▸ Required work: Locate every line in the items below that contains the word "white", and copy each such line in full.

▸ Records provided:
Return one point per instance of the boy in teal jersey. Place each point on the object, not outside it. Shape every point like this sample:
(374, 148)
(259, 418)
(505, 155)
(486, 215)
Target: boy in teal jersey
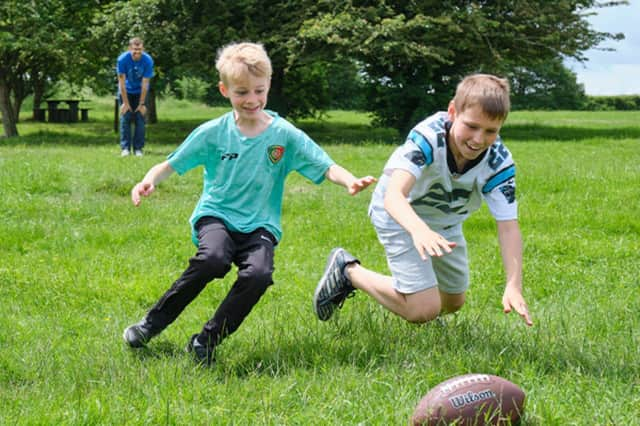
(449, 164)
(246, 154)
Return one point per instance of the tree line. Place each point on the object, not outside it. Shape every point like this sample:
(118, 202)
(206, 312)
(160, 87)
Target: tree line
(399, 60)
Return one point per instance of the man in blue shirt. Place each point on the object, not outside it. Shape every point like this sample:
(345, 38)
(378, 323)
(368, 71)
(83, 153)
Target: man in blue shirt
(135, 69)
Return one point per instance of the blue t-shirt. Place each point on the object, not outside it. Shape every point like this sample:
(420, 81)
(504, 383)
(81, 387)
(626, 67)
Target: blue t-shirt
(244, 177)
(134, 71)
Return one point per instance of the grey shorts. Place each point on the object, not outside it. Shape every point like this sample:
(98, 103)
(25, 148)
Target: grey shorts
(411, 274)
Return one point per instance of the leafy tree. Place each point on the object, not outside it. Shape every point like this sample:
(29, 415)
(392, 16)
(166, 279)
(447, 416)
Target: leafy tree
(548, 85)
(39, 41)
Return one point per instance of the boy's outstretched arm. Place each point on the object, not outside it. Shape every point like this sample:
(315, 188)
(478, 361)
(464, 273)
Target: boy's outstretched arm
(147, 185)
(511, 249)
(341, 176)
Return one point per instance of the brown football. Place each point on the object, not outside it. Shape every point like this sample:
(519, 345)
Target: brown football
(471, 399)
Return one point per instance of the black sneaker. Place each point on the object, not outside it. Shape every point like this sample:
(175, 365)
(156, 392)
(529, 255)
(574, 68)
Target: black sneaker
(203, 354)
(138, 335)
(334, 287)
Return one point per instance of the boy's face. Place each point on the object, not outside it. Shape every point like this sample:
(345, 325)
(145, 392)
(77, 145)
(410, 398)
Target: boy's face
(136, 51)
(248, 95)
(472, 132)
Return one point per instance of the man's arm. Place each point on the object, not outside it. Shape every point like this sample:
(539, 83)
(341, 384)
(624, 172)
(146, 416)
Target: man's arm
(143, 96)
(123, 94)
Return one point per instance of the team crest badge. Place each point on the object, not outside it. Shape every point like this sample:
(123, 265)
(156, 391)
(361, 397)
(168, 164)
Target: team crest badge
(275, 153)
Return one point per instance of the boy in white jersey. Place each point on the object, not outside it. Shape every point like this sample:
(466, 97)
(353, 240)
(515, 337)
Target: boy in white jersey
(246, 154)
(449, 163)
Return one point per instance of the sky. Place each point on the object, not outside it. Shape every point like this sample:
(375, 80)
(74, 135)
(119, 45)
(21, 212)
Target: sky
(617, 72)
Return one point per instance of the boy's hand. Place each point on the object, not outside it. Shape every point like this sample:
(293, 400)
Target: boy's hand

* * *

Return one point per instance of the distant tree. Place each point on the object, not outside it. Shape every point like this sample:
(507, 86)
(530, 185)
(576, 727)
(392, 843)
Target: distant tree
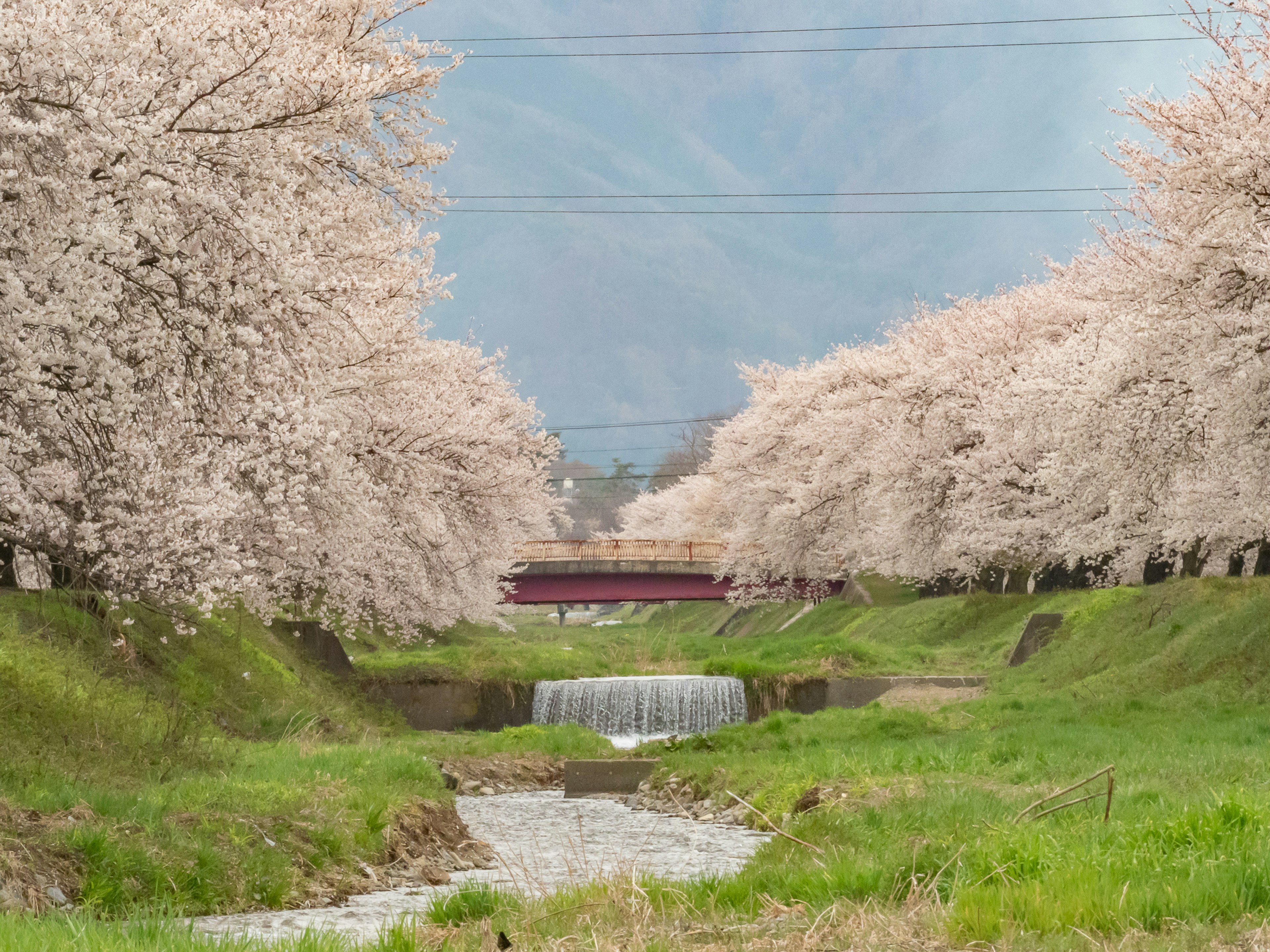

▸ Reply to the task:
Return one point per instance of the boy in white jersey. Place each point on the object, not outside it. Shape every point like this sample:
Target: boy in white jersey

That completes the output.